_WHAT THE EXERCISE ASKS:_
Reproduce the records below in full and word for word, excluding pictures.

_RECORDS:_
⟨

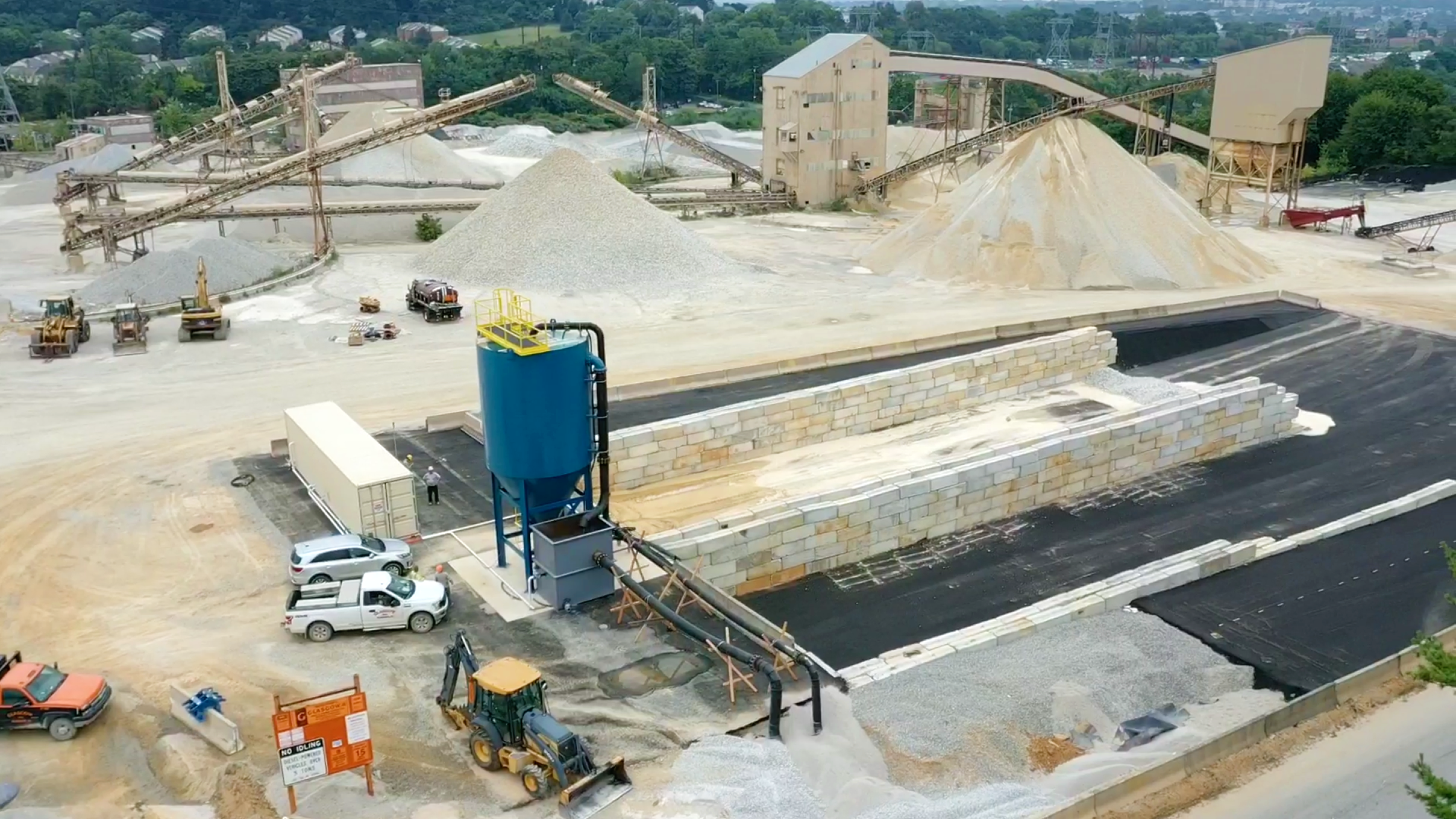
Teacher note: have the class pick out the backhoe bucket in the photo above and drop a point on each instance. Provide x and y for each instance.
(590, 795)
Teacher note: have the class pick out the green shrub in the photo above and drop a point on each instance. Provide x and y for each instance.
(428, 228)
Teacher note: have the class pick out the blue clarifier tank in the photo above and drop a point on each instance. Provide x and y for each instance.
(536, 417)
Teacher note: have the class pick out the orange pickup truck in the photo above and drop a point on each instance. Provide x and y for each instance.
(34, 695)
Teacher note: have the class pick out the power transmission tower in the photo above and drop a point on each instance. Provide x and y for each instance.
(9, 117)
(1057, 49)
(862, 19)
(1104, 44)
(653, 142)
(918, 41)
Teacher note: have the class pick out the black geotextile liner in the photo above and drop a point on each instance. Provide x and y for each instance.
(1313, 614)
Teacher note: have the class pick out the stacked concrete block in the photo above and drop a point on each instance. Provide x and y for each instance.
(780, 542)
(742, 431)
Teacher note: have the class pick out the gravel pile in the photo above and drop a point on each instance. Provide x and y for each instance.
(38, 187)
(750, 779)
(837, 774)
(166, 275)
(1066, 209)
(522, 146)
(1141, 390)
(564, 226)
(974, 711)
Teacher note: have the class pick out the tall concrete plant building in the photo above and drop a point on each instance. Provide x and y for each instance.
(824, 118)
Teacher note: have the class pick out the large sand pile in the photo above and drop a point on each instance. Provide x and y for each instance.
(1066, 209)
(1183, 174)
(566, 226)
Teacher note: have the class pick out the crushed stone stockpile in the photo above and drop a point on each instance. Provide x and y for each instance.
(564, 226)
(166, 275)
(837, 774)
(38, 187)
(1066, 209)
(971, 714)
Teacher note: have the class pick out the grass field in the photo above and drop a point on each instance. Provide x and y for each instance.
(513, 37)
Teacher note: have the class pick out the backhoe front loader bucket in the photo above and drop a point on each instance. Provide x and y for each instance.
(590, 795)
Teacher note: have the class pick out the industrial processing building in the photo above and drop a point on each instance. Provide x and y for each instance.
(824, 117)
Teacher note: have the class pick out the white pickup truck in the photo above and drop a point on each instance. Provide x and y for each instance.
(373, 602)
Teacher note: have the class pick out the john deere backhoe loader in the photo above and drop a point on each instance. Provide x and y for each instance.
(200, 314)
(510, 729)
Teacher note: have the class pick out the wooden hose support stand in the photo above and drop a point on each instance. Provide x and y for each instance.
(734, 673)
(334, 723)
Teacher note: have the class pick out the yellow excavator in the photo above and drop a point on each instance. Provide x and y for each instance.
(510, 729)
(63, 328)
(200, 315)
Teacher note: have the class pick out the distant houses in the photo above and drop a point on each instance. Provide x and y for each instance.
(408, 33)
(31, 69)
(284, 37)
(207, 34)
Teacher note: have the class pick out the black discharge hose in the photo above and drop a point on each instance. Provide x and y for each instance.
(601, 413)
(707, 592)
(686, 627)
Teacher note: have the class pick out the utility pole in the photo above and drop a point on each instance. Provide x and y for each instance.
(310, 134)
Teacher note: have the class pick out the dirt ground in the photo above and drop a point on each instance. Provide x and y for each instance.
(127, 551)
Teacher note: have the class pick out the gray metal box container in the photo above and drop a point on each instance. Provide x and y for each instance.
(564, 557)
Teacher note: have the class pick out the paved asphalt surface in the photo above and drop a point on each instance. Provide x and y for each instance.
(1360, 773)
(1389, 391)
(1329, 608)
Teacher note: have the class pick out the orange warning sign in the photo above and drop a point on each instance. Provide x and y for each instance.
(341, 723)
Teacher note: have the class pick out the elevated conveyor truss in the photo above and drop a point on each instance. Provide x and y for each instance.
(245, 120)
(699, 149)
(1429, 221)
(1012, 130)
(414, 124)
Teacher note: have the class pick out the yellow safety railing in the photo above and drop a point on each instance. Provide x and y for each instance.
(507, 319)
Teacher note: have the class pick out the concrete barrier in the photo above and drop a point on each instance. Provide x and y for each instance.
(1009, 331)
(446, 422)
(215, 727)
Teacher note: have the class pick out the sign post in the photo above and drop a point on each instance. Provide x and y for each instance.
(324, 735)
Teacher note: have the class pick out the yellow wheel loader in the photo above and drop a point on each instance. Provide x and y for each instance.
(510, 730)
(63, 328)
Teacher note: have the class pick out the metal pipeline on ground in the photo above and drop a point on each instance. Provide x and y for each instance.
(601, 411)
(723, 646)
(711, 595)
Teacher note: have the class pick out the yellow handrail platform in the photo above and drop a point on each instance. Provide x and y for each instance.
(507, 319)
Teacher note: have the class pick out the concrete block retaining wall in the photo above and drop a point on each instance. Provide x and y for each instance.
(777, 544)
(730, 435)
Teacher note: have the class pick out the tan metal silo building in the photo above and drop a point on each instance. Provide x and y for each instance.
(1263, 99)
(824, 118)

⟩

_TASK ANSWER:_
Teacher note: have the class pick out the backhoe bucket in the photo above and drop a point on each instance. Provide x and y for each instance.
(590, 795)
Teacher note: have the class pick out the green shrub in the photo above and drop a point on each instance. Provide x and y for each instance.
(428, 228)
Teacher note: have the class pick out the blue clarifier tank in the photo above and drop a point on each instance. Provide x and y for each instance.
(536, 417)
Teacher note: have the class pick out the orange pickup truck in the photo above and drop a point on each instance. Provide x and y for each instance.
(34, 695)
Teacher note: have the class pick out the power transmission tower in the photo above and drop a point on each instance. Provide x and y for each instance.
(9, 117)
(1057, 49)
(862, 19)
(1104, 44)
(653, 142)
(918, 41)
Teacher note: have the class pick out the black geotextile liner in the photo above and drop a point on each instance. Provide x and y for each instance.
(1313, 614)
Teacher note: have the class pick out the stacked concrete block in the photo above and drop a point on each instance. Provide x and y for each instance.
(780, 542)
(742, 431)
Teacher note: have the class pick out the gravel pile in the photo above and drop a point on each instance. Provide x and y for each instance.
(38, 187)
(750, 779)
(837, 774)
(166, 275)
(1066, 209)
(522, 146)
(1141, 390)
(564, 226)
(974, 711)
Teacher note: have the class pick out the tall concrete plant building in the photo above and drop a point on each instance. Provide x and y for each instance.
(824, 118)
Teacher note: have the class pick out the large sand pile in the photo above and drop a point on each instance. Provide x and y for each instance.
(1066, 209)
(1183, 174)
(566, 226)
Teacher note: have the class pick out the crushed stone stockpile in the photo above and drop a point on each instance. Provide x and y for each instance.
(564, 226)
(166, 275)
(837, 774)
(38, 187)
(1066, 209)
(971, 714)
Teacher note: have the class pick out the grass field in the photo above and drop a point on each instance. Provide x and y for each instance.
(513, 37)
Teacher note: have the class pick out the backhoe front loader bucket in the photo above and drop a point on each instance. Provide x and y for each instance.
(590, 795)
Teacher note: have the class pick out the industrial processing building in the photo above and drop a point on each instance. Provide x and y for each instance.
(824, 117)
Teacher note: have the class pick out the white pickup truck in the photo above and drop a point on each instance. Provide x and y for each instance.
(373, 602)
Teacher note: have the class pick out the john deere backhoe loader in the photo above and drop a point on each instance. Provide x and y for each instance.
(200, 314)
(510, 729)
Teacher note: have the class pick out the wooden hose support stand in the photo above and drop a point on each instance. Provide x and y for each instance.
(734, 673)
(334, 723)
Teacher note: have the class pick out the yellow excavator in the photo above and drop a point on each instance. Provide x and y for each instance.
(510, 729)
(63, 328)
(200, 315)
Teacher note: have the class pick out the distant houses in the photo above and drop a point on each instance. Provide x and y for each instance.
(408, 33)
(31, 69)
(284, 37)
(207, 34)
Teacher note: have the class pick out the black discharge hose in the photo above and drop a point on each instance. Provide x and y for each instance.
(601, 413)
(707, 592)
(686, 627)
Teacher note: have the class pick out the utility pole in the photo above and drop a point on each instance. Provide x and y for each instance.
(310, 134)
Teacher note: have the class pick out the dirt ground in the photo above and drop a point on each instance. Provide x and y for each instance.
(127, 551)
Teacher note: have the class pick out the gray metal box container in the photo above and drop a point on each instance. Provide x and y for each instance.
(564, 557)
Teacher note: have the class pick out the paved asphalt surface in the photo above and drop a point on each instance. Provide x and y for each instance.
(1360, 773)
(1389, 391)
(1329, 608)
Teacher note: have the class pick out the orange warning sign in the photo above and drop a point on each instance. Provide x and y for each instance.
(341, 723)
Teacher note: have the class pick out the elevated conveyor truss in the photo above and drop a point on each instance. Provide x and y for each instance.
(245, 120)
(699, 149)
(1429, 221)
(1012, 130)
(414, 124)
Teacher note: have the class pick out the yellow safety railing in the photo above and drop a point on each instance. Provide x and y for each instance.
(507, 319)
Teacher note: have the class pick out the concrete barrier in the photo above and drop a point on each instance. Provide x and y for each instance.
(1009, 331)
(446, 422)
(215, 727)
Teacher note: have the class pick out the sign post in the photo above and drop a point on each instance. Provide x and y for each instance.
(324, 735)
Teacher note: have the class pick out the yellow wheel loader in the photo above and drop a point on each instance. Provide x and y for each instance.
(510, 730)
(63, 328)
Teacher note: have the class pick out the metal pipeline on ground in the photo above and drop a point on each instance. Provide x and y for each instance.
(601, 411)
(723, 646)
(711, 595)
Teacher note: have the class pick out the yellow handrail platform in the photo above and drop a point on each instance. Provide x and y for each instance.
(507, 319)
Teacher note: have the class pick out the concrete block retaining wall in the photo above and drop a point on each instance. Provide x and y for each instance.
(777, 544)
(730, 435)
Teacher note: have the class pick out the tan metal silo building in the photo above and drop a point on each instance. Provide x and y for each instance.
(1263, 99)
(824, 118)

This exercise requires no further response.